» **Passage retenu**:
Maria Santos-Sainz, docteure en science de l’information, écrivaine et journaliste, s’est penchée sur la période bordelaise de Francisco de Goya, facette de sa carrière encore peu explorée. Déformation professionnelle, assurément, l’autrice a souhaité mettre en exergue les dimensions journalistique, politique et philosophique du travail du peintre.
/// Mathilde Mascolo
Nommé peintre du roi en 1785, Goya sera au service du royaume d’Espagne pendant une longue période. Il atteint le sommet de sa carrière artistique en 1799 en devenant le premier peintre de la Chambre du roi. En 1824, il s’exile en France avec son épouse Leocadia Weiss, libérale menacée par le régime. À 78 ans, le peintre explore un nouveau pan de son art à Bordeaux : il y expérimente la technique de la lithographie et s’intéresse, non plus aux puissants, mais à « ceux qui subissent l’histoire »*. Goya se concentre ainsi sur ce que l’on ne voit pas – et que l’on ne veut pas toujours voir. Des désastres de la guerre aux mendiants, femmes abusées et chiens errants, une réalité crue nous saute aux yeux. Posant son regard sur les combats quotidiens du peuple, le peintre s’éloigne du politiquement correct et s’inscrit en précurseur du photo-journalisme. Ses dessins engagés s’accompagnent d’œuvres plus personnelles où il expose ses propres tourments et obsessions. Aussi, le lecteur découvre dans ces pages l’univers intime de l’artiste – sa famille, ses amis, ses inspirations, ses engagements. En parcourant ces chapitres, on ne peut que reconnaitre le rôle précurseur de Goya dans le dessin de presse ; on ne peut qu’admettre la pertinence de sa réflexion morale et philosophique ; on ne peut s’empêcher d’y voir une résonance avec notre société actuelle.

» **Objectif de la tâche**: Modifiez le passage sur Goya en recopiant tout ce qui va de « Maria Santos-Sainz, docteure » jusqu'à « travail du peintre. », et remplacez « écrivaine » par « essayiste ». Appuyez-vous uniquement sur le passage sur Goya.

» **Données brutes**:
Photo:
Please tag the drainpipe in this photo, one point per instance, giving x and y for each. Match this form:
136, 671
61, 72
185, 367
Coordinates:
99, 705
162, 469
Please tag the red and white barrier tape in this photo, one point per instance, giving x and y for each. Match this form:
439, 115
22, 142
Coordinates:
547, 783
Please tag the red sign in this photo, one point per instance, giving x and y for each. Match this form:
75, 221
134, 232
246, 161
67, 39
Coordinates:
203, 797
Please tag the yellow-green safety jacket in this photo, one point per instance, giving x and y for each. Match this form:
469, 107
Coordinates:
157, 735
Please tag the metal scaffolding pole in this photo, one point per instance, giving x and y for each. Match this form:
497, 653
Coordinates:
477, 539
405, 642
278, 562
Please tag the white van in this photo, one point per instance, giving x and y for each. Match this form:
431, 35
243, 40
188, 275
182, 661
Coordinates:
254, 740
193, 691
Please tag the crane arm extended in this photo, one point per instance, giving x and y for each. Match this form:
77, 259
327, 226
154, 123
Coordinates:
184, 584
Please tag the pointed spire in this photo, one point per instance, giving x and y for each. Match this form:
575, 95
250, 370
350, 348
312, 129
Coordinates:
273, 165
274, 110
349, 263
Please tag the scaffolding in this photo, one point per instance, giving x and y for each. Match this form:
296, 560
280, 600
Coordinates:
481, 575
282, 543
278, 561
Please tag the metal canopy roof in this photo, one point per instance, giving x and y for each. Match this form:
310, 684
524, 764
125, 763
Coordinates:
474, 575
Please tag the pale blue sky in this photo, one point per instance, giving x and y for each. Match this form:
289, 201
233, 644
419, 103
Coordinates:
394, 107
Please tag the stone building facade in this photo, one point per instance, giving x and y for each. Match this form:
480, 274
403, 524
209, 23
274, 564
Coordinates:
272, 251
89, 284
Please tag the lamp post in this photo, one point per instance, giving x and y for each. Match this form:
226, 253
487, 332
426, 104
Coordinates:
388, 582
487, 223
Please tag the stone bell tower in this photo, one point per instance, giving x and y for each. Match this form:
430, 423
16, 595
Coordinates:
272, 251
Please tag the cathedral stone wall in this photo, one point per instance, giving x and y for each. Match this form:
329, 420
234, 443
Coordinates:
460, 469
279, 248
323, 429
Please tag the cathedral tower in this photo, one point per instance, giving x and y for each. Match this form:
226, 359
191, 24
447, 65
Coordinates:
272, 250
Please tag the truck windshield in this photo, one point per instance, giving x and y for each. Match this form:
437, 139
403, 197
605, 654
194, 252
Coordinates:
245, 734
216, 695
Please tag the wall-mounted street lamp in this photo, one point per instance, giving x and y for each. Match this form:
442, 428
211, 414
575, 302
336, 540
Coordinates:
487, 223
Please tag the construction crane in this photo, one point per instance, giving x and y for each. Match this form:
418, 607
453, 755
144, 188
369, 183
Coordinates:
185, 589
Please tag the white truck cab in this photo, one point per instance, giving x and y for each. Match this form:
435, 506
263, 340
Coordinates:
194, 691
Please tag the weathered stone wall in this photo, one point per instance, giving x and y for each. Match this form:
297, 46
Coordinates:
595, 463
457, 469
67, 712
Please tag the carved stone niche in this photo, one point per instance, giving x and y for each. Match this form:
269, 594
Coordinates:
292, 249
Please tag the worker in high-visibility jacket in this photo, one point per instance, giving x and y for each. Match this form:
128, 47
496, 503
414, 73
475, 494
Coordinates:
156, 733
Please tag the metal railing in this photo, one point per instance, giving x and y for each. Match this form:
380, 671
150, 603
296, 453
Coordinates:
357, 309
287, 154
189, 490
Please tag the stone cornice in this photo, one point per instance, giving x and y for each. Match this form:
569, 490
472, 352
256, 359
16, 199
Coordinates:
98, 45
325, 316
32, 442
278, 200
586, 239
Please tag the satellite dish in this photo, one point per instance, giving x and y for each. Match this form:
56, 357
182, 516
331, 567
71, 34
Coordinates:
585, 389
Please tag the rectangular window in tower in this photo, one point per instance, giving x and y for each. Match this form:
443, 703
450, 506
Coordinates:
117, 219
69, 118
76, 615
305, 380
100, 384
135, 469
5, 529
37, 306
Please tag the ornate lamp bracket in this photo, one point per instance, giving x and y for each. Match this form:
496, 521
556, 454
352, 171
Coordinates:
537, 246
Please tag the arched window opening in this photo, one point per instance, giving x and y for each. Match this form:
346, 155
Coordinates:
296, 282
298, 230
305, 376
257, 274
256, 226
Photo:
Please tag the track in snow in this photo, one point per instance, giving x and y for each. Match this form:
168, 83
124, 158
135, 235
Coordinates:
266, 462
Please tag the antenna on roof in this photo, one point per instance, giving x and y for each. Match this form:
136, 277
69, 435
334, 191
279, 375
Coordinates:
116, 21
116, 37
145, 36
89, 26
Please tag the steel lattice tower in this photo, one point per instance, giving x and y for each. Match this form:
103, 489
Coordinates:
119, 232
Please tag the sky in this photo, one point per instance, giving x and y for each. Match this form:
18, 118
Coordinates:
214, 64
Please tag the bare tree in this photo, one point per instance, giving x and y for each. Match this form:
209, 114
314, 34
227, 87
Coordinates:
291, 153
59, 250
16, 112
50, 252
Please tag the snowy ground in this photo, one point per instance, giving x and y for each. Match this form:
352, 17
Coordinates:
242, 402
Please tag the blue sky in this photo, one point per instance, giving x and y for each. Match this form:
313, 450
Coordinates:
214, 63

» **Solution proposée**:
Maria Santos-Sainz, docteure en science de l’information, essayiste et journaliste, s’est penchée sur la période bordelaise de Francisco de Goya, facette de sa carrière encore peu explorée. Déformation professionnelle, assurément, l’autrice a souhaité mettre en exergue les dimensions journalistique, politique et philosophique du travail du peintre.